> **Gestelde eisen**
a – Geef het deel van het tekstfragment weer dat begint met "Opnieuw namen Israëlische" en doorloopt tot en met "Israëli’s en Nederlanders?", en vervang daarin "olijfbomen" door "amandelbomen".
b – Vertaal de zin "Ook zaagden zij 120 olijfbomen om en verwoestten ze een weg." uit het tekstfragment in het Engels.

___ Tekstfragment

Opnieuw namen Israëlische bezettingstroepen zonnepanelen van Palestijnse boeren in beslag. Ook zaagden zij 120 olijfbomen om en verwoestten ze een weg. Door de Palestijnen niet in bescherming te nemen is de internationale gemeenschap medeschuldig aan het al decennia voortwoekerende onrecht.
Wanneer neemt de internationale gemeenschap eindelijk de Palestijnen in door Israël bezet gebied in bescherming? Wanneer komt het moment dat Den Haag en Brussel Palestijnen als mensen gaan beschouwen, met dezelfde rechten als Israëli’s en Nederlanders?
Die vragen kwamen voor de zoveelste keer op na lezing van de reportage van Gideon Levy in Haaretz over Palestijnse gemeenschappen in de Jordaanvallei, wier infrastructuur door bezettingstroepen wordt verwoest. Zij hebben geen recht op aansluiting op het elektriciteitsnet en de waterleiding, vinden de Israëlische autoriteiten. En leggen zij met Europese steun zelf voorzieningen aan, dan verschijnt het naar eigen zeggen ‘meest morele leger ter wereld’ om de boel af te breken. Het is een kwaad dat ook elders in het door Israël bestuurde deel van de bezette Westelijke Jordaanoever – het zogeheten C-gebied (Area C) – heerst.

______
___ Verstrekte gegevens

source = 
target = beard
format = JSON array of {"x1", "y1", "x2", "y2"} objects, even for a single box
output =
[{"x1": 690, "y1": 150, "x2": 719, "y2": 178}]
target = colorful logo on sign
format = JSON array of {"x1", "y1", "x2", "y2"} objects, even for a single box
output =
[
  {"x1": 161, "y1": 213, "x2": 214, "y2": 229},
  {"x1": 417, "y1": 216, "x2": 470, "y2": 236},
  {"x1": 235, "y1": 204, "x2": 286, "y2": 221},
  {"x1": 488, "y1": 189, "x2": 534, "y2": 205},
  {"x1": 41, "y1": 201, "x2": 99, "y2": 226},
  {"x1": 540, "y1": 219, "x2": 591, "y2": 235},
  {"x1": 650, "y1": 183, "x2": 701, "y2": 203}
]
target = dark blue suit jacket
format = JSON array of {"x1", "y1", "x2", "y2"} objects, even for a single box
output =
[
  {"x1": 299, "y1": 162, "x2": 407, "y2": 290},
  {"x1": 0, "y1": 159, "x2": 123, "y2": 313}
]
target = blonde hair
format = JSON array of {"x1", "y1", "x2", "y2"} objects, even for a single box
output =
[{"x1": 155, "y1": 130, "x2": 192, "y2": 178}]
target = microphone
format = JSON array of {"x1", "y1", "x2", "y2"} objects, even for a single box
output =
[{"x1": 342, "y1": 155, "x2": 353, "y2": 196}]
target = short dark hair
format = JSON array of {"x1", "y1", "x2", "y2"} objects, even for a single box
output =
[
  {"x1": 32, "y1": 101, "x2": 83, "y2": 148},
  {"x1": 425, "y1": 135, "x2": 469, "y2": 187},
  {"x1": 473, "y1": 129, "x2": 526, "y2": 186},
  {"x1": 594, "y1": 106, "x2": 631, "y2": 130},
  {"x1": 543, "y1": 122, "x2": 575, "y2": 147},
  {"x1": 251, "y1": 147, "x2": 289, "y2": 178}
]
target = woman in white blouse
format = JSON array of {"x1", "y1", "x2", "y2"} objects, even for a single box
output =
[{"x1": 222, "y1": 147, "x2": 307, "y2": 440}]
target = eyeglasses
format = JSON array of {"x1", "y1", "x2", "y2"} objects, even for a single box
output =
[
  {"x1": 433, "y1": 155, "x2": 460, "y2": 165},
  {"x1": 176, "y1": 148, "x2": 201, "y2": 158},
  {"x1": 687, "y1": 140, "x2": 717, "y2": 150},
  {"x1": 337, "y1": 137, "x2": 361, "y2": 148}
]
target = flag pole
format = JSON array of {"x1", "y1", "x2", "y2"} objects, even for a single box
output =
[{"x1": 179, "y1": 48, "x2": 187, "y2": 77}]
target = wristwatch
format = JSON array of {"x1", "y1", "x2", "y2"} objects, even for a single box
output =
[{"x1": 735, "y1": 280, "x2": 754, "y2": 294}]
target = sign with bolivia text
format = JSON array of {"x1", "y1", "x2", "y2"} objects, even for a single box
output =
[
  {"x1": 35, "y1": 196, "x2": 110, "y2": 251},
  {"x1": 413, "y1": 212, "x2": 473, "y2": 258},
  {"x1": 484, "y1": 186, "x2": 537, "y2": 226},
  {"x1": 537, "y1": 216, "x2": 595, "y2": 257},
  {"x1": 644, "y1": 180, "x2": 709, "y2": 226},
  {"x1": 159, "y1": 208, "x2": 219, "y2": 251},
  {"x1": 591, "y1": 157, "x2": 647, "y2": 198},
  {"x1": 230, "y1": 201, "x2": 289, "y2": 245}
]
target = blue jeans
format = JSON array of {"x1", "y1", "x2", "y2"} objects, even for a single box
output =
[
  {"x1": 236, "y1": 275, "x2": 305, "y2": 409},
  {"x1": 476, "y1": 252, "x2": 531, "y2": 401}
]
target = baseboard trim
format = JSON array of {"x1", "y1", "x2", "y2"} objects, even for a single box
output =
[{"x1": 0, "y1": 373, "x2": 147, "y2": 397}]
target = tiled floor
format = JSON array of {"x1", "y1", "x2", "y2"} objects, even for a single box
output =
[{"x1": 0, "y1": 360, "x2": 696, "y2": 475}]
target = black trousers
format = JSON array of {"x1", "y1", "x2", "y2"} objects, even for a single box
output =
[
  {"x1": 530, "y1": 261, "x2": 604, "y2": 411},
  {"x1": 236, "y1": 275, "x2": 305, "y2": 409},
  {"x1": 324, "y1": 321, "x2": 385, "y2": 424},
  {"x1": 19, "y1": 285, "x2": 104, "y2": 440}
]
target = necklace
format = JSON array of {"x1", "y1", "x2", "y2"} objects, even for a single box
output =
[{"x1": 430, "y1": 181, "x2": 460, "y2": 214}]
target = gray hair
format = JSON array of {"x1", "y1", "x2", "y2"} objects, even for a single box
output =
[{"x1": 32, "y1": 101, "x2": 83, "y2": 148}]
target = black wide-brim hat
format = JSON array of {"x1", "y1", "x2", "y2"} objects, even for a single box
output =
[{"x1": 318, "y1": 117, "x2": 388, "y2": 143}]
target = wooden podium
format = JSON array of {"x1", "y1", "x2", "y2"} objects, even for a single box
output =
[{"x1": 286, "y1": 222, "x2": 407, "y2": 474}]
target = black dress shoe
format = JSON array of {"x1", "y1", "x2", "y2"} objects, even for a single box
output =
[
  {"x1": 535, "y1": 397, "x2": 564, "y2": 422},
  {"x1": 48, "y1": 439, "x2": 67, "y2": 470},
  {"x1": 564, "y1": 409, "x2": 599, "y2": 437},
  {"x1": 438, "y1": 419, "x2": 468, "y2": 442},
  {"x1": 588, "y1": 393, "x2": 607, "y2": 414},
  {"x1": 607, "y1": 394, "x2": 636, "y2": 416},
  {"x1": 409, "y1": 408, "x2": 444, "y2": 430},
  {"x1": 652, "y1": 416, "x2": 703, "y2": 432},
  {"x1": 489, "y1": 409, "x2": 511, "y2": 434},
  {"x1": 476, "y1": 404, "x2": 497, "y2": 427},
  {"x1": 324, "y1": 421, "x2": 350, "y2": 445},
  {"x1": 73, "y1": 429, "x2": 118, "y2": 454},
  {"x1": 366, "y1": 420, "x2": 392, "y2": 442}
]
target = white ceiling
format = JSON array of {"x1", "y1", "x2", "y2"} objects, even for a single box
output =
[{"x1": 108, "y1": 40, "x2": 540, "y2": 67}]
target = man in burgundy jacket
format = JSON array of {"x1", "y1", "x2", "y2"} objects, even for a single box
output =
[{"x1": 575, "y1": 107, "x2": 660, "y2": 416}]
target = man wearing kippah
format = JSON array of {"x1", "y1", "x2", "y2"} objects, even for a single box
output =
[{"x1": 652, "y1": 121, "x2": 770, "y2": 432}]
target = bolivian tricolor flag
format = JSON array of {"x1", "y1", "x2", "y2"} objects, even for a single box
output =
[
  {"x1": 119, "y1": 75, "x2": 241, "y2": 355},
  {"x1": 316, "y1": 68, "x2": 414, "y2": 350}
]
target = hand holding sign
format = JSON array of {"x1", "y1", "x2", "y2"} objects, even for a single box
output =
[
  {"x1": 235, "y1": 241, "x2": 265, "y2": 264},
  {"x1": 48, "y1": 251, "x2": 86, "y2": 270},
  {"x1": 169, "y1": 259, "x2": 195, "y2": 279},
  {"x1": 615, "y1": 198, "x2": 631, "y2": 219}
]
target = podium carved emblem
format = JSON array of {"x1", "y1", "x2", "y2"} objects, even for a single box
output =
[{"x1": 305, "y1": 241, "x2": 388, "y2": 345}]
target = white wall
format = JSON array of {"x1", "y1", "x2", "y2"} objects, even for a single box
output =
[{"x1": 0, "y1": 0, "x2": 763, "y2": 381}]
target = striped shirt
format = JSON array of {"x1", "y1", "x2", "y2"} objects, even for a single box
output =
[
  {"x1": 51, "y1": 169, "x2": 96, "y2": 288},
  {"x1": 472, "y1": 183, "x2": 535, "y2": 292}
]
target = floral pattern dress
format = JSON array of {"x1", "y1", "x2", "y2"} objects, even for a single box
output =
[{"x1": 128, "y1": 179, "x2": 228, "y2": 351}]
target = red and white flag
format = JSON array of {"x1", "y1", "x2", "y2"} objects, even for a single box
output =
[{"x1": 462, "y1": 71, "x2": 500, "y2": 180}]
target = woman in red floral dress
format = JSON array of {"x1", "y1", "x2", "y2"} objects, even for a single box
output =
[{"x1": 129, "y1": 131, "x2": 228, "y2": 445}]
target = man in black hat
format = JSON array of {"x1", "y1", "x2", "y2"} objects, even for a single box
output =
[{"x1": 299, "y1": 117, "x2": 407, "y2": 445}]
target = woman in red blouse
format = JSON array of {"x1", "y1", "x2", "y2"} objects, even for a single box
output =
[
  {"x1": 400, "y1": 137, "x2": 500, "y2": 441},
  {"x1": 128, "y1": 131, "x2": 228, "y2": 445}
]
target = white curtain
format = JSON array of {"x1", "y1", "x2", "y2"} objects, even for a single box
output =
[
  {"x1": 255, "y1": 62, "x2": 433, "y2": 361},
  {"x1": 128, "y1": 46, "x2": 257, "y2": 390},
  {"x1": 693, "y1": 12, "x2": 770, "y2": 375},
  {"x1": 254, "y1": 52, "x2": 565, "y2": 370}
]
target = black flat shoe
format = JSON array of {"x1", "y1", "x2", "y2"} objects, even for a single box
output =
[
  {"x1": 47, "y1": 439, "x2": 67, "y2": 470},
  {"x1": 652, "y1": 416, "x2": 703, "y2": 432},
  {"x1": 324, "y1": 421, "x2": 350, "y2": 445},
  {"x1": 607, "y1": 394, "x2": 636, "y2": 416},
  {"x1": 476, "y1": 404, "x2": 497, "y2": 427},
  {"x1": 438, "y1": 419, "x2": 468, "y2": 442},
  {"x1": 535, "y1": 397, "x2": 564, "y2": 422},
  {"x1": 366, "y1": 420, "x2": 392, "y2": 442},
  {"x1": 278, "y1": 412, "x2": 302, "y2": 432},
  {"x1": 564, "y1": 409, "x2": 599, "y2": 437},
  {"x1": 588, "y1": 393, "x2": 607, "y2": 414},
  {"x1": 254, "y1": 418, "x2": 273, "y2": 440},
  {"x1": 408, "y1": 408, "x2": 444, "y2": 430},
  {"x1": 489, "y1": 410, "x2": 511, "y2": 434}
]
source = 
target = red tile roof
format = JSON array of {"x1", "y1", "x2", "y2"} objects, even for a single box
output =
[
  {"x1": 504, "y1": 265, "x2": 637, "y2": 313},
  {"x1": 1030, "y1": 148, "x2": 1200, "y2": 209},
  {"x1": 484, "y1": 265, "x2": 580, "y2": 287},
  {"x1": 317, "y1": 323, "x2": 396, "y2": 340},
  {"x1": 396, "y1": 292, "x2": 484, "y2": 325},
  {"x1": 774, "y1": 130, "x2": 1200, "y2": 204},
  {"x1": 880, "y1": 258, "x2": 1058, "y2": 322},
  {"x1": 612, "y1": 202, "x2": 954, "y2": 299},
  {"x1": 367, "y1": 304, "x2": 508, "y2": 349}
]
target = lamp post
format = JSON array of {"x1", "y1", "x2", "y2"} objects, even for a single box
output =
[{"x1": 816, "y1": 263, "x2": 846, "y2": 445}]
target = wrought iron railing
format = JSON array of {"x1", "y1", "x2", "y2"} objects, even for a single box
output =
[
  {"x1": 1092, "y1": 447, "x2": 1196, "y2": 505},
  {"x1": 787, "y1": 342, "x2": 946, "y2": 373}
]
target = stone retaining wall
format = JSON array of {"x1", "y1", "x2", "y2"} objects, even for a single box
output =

______

> **Verwachte resultaten**
a –
Opnieuw namen Israëlische bezettingstroepen zonnepanelen van Palestijnse boeren in beslag. Ook zaagden zij 120 amandelbomen om en verwoestten ze een weg. Door de Palestijnen niet in bescherming te nemen is de internationale gemeenschap medeschuldig aan het al decennia voortwoekerende onrecht.
Wanneer neemt de internationale gemeenschap eindelijk de Palestijnen in door Israël bezet gebied in bescherming? Wanneer komt het moment dat Den Haag en Brussel Palestijnen als mensen gaan beschouwen, met dezelfde rechten als Israëli’s en Nederlanders?

b – They also cut down 120 olive trees and destroyed a road.